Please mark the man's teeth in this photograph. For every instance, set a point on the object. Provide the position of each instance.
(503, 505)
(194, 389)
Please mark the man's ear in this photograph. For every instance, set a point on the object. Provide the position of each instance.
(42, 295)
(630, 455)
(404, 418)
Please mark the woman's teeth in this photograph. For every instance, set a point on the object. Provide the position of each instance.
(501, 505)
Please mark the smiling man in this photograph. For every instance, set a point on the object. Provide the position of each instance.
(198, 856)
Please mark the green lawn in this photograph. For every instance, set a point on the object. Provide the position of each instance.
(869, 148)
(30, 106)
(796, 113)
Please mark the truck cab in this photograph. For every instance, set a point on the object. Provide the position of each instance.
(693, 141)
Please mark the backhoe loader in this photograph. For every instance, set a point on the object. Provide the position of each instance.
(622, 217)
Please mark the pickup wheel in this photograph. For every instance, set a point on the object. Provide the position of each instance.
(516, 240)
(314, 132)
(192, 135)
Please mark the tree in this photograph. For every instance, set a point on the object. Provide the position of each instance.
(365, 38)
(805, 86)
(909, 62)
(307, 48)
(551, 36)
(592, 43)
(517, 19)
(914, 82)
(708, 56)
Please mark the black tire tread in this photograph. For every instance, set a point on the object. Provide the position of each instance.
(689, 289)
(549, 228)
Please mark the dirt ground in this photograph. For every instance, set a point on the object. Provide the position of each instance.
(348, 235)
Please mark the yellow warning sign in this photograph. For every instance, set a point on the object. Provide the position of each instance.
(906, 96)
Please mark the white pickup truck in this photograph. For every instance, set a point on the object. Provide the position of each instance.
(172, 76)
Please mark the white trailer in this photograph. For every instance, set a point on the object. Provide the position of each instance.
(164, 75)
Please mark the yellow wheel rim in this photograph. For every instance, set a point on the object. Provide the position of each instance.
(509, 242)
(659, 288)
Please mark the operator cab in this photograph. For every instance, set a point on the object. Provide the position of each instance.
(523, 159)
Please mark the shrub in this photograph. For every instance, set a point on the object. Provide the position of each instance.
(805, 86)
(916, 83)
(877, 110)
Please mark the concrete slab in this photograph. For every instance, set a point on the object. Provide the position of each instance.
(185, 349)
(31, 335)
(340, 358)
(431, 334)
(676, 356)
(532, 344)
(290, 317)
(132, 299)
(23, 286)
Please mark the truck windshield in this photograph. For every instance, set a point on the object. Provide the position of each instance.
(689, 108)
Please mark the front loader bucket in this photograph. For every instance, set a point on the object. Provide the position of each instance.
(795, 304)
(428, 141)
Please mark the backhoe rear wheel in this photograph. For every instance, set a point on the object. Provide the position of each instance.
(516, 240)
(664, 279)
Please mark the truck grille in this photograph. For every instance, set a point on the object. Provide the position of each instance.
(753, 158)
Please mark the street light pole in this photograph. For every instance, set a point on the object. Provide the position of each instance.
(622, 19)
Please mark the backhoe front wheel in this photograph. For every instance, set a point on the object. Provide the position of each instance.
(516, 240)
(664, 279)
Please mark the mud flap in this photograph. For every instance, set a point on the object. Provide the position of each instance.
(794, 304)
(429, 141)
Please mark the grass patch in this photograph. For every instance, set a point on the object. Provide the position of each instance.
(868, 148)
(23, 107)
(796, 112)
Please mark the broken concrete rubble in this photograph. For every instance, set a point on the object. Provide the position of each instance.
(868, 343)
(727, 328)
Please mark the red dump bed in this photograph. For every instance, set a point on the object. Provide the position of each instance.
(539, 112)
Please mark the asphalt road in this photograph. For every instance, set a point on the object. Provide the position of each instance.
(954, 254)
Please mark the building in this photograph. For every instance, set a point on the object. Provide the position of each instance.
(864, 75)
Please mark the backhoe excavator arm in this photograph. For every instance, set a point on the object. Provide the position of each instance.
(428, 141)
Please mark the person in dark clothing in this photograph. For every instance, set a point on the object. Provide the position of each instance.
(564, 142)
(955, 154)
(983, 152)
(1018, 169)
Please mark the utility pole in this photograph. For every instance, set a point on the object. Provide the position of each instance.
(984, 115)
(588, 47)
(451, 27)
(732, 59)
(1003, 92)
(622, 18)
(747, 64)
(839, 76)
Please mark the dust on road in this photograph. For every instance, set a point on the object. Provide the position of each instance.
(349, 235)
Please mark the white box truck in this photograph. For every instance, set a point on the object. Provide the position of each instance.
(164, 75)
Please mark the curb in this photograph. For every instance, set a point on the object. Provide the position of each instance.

────────────────────

STATED PROBLEM: Rewrite the listing above with every "set a point" changed to "place a marker" and everything else left the same.

RESPONSE TO THE TASK:
Please mark the man's teeth in this photograph. For every instance, place a marker on the object. Provide the position of each instance.
(503, 505)
(194, 389)
Please mark the man's ear in this photograph. For every instance, place a marker on the object. Provide the position of each instance.
(42, 295)
(630, 455)
(404, 418)
Please mark the woman's teeth in this photograph. For every instance, place a marker on the object. Provide the position of each instance.
(501, 505)
Please mark the smiling man in this photograph. For every instance, place a marker on the object. Provide the position of each instance.
(198, 856)
Please mark the green lawn in this photograph. For every instance, place a marker on the object. Provide the position of each instance.
(869, 148)
(30, 106)
(796, 113)
Please mark the truck cab in this photograph. For every instance, place a marker on the object. Provide the position of each instance.
(693, 141)
Please mark the backhoe loader in this photograph. For every instance, place a marker on the object. Provide the position of each instance.
(622, 217)
Please mark the pickup wheel in this photograph. For every instance, place a marker on the object. Provide the position of each instance.
(516, 240)
(314, 132)
(192, 135)
Please mark the tree in this photograph. For every instance, place a marker on the object. Provide the position of each instance.
(365, 38)
(805, 86)
(909, 62)
(307, 48)
(551, 36)
(592, 43)
(517, 19)
(914, 82)
(708, 56)
Please mark the black tire tread in this photograph. For every instance, place a marker on the object. Provide the position of each instance.
(689, 289)
(549, 228)
Please mark the dirt ground in this photograph. For every instance, place a marker on the object. Provide the position of each instance.
(348, 235)
Please mark the yellow warning sign in this photograph. For every instance, place a marker on the object. Provide the position of each instance.
(906, 96)
Please mark the white pickup truck in this photograph. For every instance, place a marker on the object. Provide the position of each instance.
(172, 76)
Please mark the white trailer in this photograph. For every instance, place a marker on the object. Provide the position of each instance.
(164, 75)
Please mark the yellow wheel rim in this photograph. For every instance, place a marker on the object. Provide the position of each instance.
(509, 242)
(659, 288)
Please mark the operator cab in this photograph. For every instance, place a marker on the object. Provide the position of each instance.
(523, 159)
Please mark the shrub in this photograph. For every instance, place a marker on the object. Provide the position of each instance.
(805, 86)
(916, 83)
(877, 110)
Please mark the concrete slab in this photograph. For every instance, place a marker on the object. Provide the position of each instance.
(185, 349)
(31, 335)
(340, 358)
(431, 334)
(676, 356)
(532, 344)
(290, 317)
(132, 299)
(23, 286)
Please mark the truck windshield in this photograph. For every instance, place a marker on the object. Provide the position of each instance.
(689, 108)
Please mark the front loader bucket in this photograph. For every instance, place a marker on the object. Provide the position of each instance.
(795, 304)
(428, 141)
Please mark the backhoe rear wheel in this photograph. For every instance, place a marker on the object. Provide the position of each instance.
(516, 240)
(664, 279)
Please mark the truck grille in this photograph. For every instance, place a marker on the object. Provide the position of each instance.
(753, 158)
Please mark the street light pole in this photograph. For every instance, place a marker on the object. Provide the position of each instance.
(622, 19)
Please mark the backhoe front wheel in this photograph. For every instance, place a marker on the object. Provide the position of each instance.
(516, 240)
(664, 279)
Please mark the mud flap in this photograph. For every instance, place a marker on the object. Provide the position of each instance.
(794, 304)
(429, 141)
Please mark the grass patch in this photograph. For every instance, place a marker on the object. Provide the position of each instance.
(868, 148)
(23, 107)
(796, 112)
Please mark the broken concrete rubble in this photograph. For every instance, place a marker on the object. Provide the position of each instance.
(868, 343)
(727, 328)
Please mark the red dump bed in this photograph. For every instance, place a marker on the object. Provide the position of each instance.
(539, 112)
Please mark the asphalt road in this photograph. For every instance, place a marker on the object. Provide the position of each instance.
(954, 254)
Please mark the building in this photograph. For every instance, place a marker on the object. Provide the position of each instance.
(864, 75)
Please mark the backhoe excavator arm in this photograph. For every instance, place a marker on the object. Provide the position of each instance.
(428, 141)
Please mark the person in dark clothing in this photograph. For every instance, place a marker on the object. Provide the position of each instance.
(564, 142)
(955, 154)
(983, 152)
(1018, 169)
Please mark the utility pole in this photograph. For every instance, place a marker on the object. Provide the position of each instance.
(984, 115)
(588, 47)
(451, 27)
(732, 59)
(1003, 92)
(622, 18)
(747, 64)
(839, 76)
Please mark the dust on road in this photograph. For every instance, place a marker on the object. Provide the position of each instance.
(349, 235)
Please mark the white box truck in this photograph. For every instance, place a marker on the object. Provide the position of each instance.
(164, 75)
Please mark the curb in this photograph. For every instance, place a marker on the object. Provide the position of each instance.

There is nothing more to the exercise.